Records excerpted from a collection:
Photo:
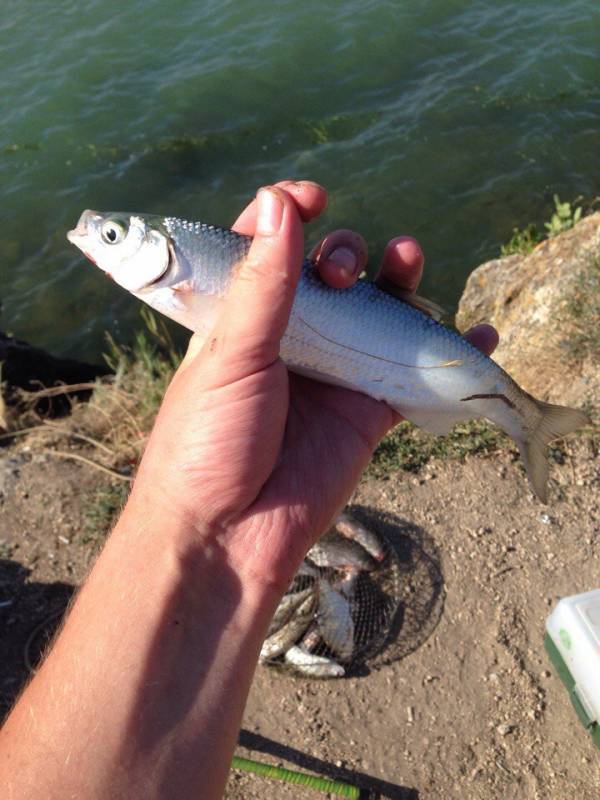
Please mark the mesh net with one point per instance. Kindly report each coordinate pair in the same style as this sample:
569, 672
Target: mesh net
368, 593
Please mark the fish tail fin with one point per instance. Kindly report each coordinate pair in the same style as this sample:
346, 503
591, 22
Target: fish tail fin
552, 422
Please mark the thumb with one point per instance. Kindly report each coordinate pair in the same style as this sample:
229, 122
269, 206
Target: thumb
258, 304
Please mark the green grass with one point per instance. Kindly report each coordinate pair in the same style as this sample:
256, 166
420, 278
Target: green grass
102, 512
522, 242
408, 448
564, 216
583, 310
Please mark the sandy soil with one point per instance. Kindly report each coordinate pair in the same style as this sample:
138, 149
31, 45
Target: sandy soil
469, 705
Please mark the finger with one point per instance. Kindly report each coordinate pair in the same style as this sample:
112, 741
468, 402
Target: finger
195, 345
257, 308
402, 263
340, 257
310, 199
483, 337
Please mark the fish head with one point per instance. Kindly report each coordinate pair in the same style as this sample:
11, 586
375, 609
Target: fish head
131, 249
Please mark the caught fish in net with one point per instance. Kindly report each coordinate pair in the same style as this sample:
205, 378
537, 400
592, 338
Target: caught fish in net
346, 604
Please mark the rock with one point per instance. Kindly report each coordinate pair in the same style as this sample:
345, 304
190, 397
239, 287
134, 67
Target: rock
29, 368
529, 300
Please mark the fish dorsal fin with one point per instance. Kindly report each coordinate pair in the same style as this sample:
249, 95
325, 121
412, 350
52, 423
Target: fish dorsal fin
415, 300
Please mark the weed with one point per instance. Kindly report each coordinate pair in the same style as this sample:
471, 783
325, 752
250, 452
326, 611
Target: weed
121, 413
523, 241
564, 217
583, 310
408, 448
102, 512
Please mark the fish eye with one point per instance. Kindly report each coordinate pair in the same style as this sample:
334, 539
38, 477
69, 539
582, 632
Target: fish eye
113, 232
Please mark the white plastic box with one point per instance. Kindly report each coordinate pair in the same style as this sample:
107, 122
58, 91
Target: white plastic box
573, 643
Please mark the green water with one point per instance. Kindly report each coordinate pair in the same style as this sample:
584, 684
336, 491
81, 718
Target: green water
447, 119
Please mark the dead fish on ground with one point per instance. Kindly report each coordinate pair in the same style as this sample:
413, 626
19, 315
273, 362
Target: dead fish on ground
312, 665
362, 338
335, 622
347, 526
287, 606
336, 552
277, 644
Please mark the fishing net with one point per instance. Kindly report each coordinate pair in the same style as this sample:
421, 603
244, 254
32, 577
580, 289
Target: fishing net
367, 594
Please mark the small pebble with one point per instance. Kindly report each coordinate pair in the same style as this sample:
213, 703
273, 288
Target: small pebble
504, 729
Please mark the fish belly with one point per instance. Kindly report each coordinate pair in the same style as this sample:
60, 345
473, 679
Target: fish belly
368, 341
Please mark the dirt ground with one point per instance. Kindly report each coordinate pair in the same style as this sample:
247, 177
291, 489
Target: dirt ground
470, 707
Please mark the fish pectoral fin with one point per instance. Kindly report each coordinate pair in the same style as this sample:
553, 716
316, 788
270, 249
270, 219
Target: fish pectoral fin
555, 421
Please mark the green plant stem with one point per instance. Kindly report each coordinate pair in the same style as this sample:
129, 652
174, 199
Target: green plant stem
291, 776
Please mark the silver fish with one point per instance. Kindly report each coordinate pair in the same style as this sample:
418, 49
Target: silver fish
315, 666
347, 526
335, 621
332, 550
289, 634
288, 604
362, 338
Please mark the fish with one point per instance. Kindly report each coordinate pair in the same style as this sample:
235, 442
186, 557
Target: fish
347, 526
362, 338
288, 604
333, 551
315, 666
335, 621
276, 644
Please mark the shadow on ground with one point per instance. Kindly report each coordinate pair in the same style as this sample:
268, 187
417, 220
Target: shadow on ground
29, 615
370, 787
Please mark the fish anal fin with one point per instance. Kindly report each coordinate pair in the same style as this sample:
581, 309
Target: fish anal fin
554, 422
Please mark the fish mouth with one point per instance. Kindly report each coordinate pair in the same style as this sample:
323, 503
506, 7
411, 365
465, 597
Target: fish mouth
80, 231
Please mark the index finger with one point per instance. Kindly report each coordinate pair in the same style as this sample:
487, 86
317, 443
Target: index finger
402, 264
310, 199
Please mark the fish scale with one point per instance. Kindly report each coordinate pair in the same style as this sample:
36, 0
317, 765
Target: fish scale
361, 338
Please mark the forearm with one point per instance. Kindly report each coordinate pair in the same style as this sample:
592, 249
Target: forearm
144, 690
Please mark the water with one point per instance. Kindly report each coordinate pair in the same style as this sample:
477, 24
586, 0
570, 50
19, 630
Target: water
453, 120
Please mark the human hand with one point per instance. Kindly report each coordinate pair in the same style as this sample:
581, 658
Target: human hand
254, 456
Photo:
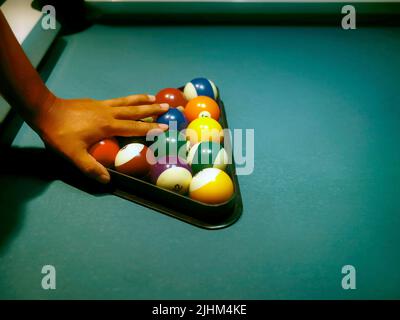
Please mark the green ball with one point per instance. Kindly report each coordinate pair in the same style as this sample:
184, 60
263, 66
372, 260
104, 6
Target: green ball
207, 154
170, 143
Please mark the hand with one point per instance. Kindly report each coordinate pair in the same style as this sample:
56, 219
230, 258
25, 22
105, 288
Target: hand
71, 127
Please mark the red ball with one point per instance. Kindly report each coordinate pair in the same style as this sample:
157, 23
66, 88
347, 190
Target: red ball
172, 96
105, 151
135, 159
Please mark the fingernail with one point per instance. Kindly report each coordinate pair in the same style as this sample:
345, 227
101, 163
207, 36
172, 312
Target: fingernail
104, 179
163, 126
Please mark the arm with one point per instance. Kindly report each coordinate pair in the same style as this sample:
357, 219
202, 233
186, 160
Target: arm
70, 127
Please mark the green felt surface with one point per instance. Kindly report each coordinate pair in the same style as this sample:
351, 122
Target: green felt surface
325, 107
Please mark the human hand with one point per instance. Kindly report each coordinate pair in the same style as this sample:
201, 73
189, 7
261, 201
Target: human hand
71, 127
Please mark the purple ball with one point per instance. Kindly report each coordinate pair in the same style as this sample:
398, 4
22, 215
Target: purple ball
172, 173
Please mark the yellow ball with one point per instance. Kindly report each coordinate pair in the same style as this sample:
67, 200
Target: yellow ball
204, 129
211, 186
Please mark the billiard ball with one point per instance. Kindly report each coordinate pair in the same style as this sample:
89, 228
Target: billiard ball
207, 154
211, 186
134, 159
200, 107
105, 151
172, 96
172, 173
200, 87
204, 129
170, 143
174, 118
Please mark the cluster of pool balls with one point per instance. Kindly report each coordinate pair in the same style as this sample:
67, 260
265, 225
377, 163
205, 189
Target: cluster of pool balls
189, 158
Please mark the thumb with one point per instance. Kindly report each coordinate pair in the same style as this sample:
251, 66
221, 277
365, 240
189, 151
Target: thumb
90, 167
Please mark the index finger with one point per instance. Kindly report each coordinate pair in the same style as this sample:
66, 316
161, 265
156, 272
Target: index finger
132, 100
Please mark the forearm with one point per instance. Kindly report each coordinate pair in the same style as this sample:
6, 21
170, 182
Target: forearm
20, 84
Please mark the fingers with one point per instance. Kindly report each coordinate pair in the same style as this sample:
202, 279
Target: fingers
133, 100
139, 112
90, 167
126, 128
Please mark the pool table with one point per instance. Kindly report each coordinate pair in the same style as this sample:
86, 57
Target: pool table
324, 104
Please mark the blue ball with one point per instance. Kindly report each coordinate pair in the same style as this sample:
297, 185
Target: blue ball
200, 87
174, 118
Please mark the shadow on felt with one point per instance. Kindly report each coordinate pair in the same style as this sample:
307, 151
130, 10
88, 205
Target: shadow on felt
25, 173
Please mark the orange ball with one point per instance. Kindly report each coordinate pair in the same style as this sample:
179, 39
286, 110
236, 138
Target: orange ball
200, 107
105, 151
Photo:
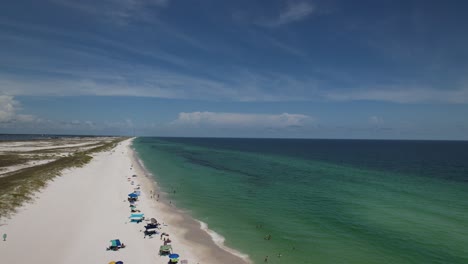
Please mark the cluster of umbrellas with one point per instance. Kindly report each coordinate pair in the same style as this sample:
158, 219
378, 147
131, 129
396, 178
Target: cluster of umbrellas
174, 257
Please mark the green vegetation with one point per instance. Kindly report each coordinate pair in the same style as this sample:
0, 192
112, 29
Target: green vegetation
18, 187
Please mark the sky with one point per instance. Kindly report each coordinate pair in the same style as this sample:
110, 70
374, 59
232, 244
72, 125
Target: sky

▶ _WHAT TO DO_: The required output is every line above from the one with "Target: small pebble" down to the one with "Please mark the green plant", restated word for word, ends included.

▶ _TASK RESULT_:
Target: small pebble
504, 729
Please mark the fish belly with one point per instance. Kindly report each coordinate pair in the same style as this sample:
60, 345
473, 679
Target: fish belly
368, 341
Please mark the dirt ground with one point per instance. Kindly report each coordinate pair in the same style as this sample:
247, 177
291, 489
Target: dirt ground
470, 707
Please mark the fish pectoral fin with one point per instance. Kindly report each coordinate pair in the same style as this sample:
553, 716
316, 788
270, 249
270, 219
Target: fish pectoral fin
555, 421
Please mark the green plant stem with one point per instance. Kindly report each coordinate pair in the same style as this sample:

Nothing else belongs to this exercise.